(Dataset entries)
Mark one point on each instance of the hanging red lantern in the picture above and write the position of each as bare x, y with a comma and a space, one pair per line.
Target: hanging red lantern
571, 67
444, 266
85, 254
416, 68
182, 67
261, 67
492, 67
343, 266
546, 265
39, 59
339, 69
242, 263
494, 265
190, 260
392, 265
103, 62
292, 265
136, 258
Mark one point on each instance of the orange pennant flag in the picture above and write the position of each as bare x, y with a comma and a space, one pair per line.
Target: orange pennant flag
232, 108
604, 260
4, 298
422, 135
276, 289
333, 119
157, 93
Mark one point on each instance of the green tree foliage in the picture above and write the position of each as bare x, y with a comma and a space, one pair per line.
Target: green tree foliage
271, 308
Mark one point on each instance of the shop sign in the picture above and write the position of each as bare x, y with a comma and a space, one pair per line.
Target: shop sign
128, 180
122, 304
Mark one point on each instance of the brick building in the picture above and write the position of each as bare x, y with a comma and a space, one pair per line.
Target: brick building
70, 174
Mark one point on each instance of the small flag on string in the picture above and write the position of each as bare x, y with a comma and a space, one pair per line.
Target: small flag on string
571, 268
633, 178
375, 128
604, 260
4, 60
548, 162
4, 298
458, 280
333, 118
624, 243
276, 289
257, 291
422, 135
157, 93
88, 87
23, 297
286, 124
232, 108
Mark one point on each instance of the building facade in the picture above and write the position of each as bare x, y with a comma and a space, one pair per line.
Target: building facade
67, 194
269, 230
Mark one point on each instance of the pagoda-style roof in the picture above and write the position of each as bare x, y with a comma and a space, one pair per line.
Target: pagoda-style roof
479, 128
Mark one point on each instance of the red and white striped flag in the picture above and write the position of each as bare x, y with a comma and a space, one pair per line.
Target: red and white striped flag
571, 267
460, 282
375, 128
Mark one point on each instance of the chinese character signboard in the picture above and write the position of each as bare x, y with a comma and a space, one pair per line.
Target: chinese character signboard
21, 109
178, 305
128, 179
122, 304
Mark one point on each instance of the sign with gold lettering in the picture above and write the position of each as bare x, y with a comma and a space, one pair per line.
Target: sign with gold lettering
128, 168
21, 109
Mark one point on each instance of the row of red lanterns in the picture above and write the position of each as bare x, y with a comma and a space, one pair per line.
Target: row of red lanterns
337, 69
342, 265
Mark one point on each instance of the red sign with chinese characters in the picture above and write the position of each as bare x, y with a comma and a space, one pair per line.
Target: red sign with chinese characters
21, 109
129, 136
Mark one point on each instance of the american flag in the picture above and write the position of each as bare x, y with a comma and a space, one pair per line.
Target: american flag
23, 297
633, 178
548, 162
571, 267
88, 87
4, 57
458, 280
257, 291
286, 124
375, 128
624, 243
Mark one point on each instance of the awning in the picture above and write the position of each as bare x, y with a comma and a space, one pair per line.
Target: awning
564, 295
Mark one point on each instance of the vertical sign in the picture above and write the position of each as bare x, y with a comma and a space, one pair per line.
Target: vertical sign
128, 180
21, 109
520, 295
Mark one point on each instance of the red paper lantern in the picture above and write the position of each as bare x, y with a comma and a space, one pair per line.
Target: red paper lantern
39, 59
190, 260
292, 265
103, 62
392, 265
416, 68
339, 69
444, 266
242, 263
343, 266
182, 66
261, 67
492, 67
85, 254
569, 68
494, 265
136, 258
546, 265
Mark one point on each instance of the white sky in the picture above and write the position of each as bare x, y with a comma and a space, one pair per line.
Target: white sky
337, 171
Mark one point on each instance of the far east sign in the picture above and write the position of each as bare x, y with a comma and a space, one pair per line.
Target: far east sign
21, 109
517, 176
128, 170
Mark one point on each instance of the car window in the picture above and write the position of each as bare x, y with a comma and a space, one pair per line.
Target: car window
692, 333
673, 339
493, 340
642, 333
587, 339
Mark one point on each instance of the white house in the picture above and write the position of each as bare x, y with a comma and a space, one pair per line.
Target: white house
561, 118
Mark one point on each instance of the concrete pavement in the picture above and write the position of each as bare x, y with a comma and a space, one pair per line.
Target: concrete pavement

[PROMPT] Quote all the records. Keep every word exact.

[TASK OUTPUT]
Mark one point on each instance of the hanging red lantern in the picture above and write the position of each as bare x, y with a comma and a space, one pair per line.
Target: hanging red lantern
571, 67
444, 266
85, 254
416, 68
182, 67
261, 67
492, 67
343, 266
546, 265
39, 59
339, 69
242, 263
494, 265
190, 260
392, 265
103, 62
292, 265
136, 258
Mark one point on each instance of the orange pennant flag in the picture above and write the position of each as bare x, y with a comma and a space, one pair per line.
Target: orange pennant flag
232, 108
604, 260
4, 298
422, 135
276, 289
333, 119
157, 93
Mark one point on each instance of the green tree foliage in the picture above and write the position of each as bare x, y with a comma and a space, one pair per line.
Target: green tree foliage
271, 308
Mark one point on each instance of the shop sign in the picture above and write the position of each as bare x, y with a comma and a space, one pair per line.
Target: shop sign
128, 180
122, 304
Mark one point on each instance of the brick building in the picture above and write the position of each as bare x, y with a comma and a space, one pair per line.
Target: brick building
70, 174
Mark one point on each instance of the small flag on string in the picture above and write the position of each as bare x, y with a comma and a space, one pair per line.
Target: small flag on string
571, 268
633, 178
375, 128
604, 260
4, 60
548, 162
4, 298
458, 280
333, 118
624, 243
276, 289
257, 291
422, 135
157, 93
88, 87
23, 297
286, 124
232, 108
Mark one point on each instance of the building facade in the picture above and write the position of each as bare x, y with a comma and a space, one pair per line.
Target: building facade
67, 194
269, 230
Mark one point on each instance of the pagoda-style roof in the picture above and write the position of each as bare x, y with a comma and a space, one pair per line.
Target: pagoda-style roof
479, 128
Mark one point on each instance of the red and white striped flag in the picture above and write the position of each as bare x, y with a comma and a space, one pair per line.
Target: red and white striped flag
571, 267
460, 282
375, 128
Mark one point on each instance of the chinese character signboard in the picture above and write the position of each as bare x, y with a comma and a space, one pair per line.
Target: chinese character signboard
21, 109
178, 305
128, 179
122, 304
Mark one point on each instance of the sign with gold lettering in the picture above and write the position of each as bare x, y with a comma and a space, one pair per line.
Target: sign with gold lettering
128, 168
21, 109
Mark one point on each instance of the row of red lanterns in the picture above and write the position of each as bare x, y with a comma and a space, one pair per line.
Target: row of red lanterns
337, 69
342, 265
Mark one point on each instance of the red sign with chinese characters in the picture above and write the position of each as bare x, y with a comma and a space, one pair per line.
Target: red sign with chinese characters
21, 109
129, 136
Mark one point on each instance of the american flag in the picture above and write the position of each as bare x, y with a comma and a space, one pair per line.
Target: american flag
23, 297
633, 178
548, 162
571, 267
88, 87
4, 57
458, 280
257, 291
286, 124
375, 128
624, 243
Mark one point on each instance of the awning in the picture above and write the position of each as bare x, y with a comma and a space, one pair per line.
Target: awning
564, 295
Mark one point on each instance of the vertical sign in the picture above and write the position of each as bare x, y with a comma and a space, one pair per line.
Target: vertical sign
128, 180
21, 109
520, 295
Mark one point on each instance of the red paper lantern in the picture above and write the position of each as bare x, y with a comma and a space, one pair per line.
Target: red paper lantern
39, 59
190, 260
292, 265
103, 62
392, 265
416, 68
339, 69
444, 266
242, 263
343, 266
182, 66
261, 67
492, 67
85, 254
569, 68
494, 265
136, 258
546, 265
Mark one point on each instance of the white sky in the picture above and write the position of each as bare x, y with a comma and a space, one pair per line.
Target: white sky
337, 171
Mark one point on each instance of the far east sign in the picture above and write the position of each as bare x, y with a comma and a space, one pair per line.
Target: far east sign
21, 109
517, 176
128, 170
Mark one point on each instance of the car window in the picture above and write the position of each as bare x, y with a comma and a space, one pair per line.
Target: car window
692, 333
673, 339
493, 340
642, 333
587, 339
Mark one point on each instance of the white house in the picture above and write the position of each as bare x, y with a comma and a space, one pair per line.
Target: white house
561, 118
Mark one point on each instance of the concrete pavement in the picture above and write the position of each as bare x, y with a comma and a space, one pair per line.
Target: concrete pavement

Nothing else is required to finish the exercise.